To do: Repeat each entry as written and leave the images out of the copy.

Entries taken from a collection
•••••

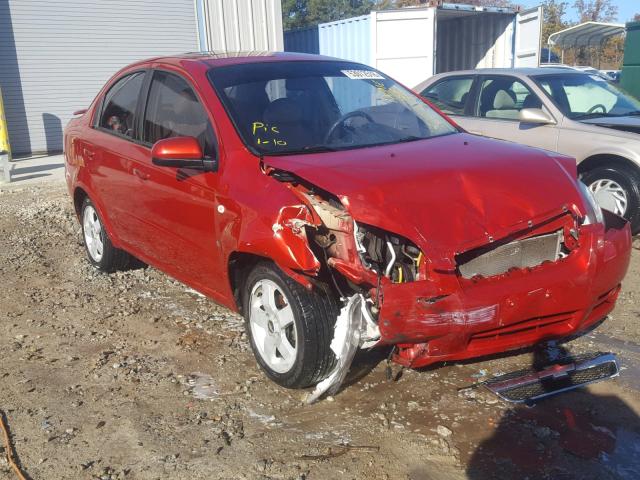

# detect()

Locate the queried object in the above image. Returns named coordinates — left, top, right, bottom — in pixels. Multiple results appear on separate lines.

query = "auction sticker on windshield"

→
left=341, top=70, right=385, bottom=80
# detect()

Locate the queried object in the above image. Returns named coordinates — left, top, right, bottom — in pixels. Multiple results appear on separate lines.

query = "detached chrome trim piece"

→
left=483, top=352, right=619, bottom=403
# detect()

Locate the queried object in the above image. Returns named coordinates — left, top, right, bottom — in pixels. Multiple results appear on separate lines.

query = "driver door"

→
left=133, top=70, right=224, bottom=292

•••••

Your response:
# detect()

Locate the queried object in the above image. Returns named coordinates — left, top, right, bottom — in pixels. Multiple results appear on separate lines.

query = "auction sticker on windshield"

→
left=341, top=70, right=385, bottom=80
# detect()

Locate the queried object in the above image. Returns named coordinates — left, top, right, bottom — in pixels. Multiple results appear on separate lines.

query = "detached chrome trim piece"

→
left=483, top=352, right=619, bottom=403
# detect()

Locate the queried object in the above image. Returns named coordinates — left, top, right, bottom — in pixels. Multiple results appear on separate lines.

query = "driver door"

→
left=133, top=70, right=224, bottom=292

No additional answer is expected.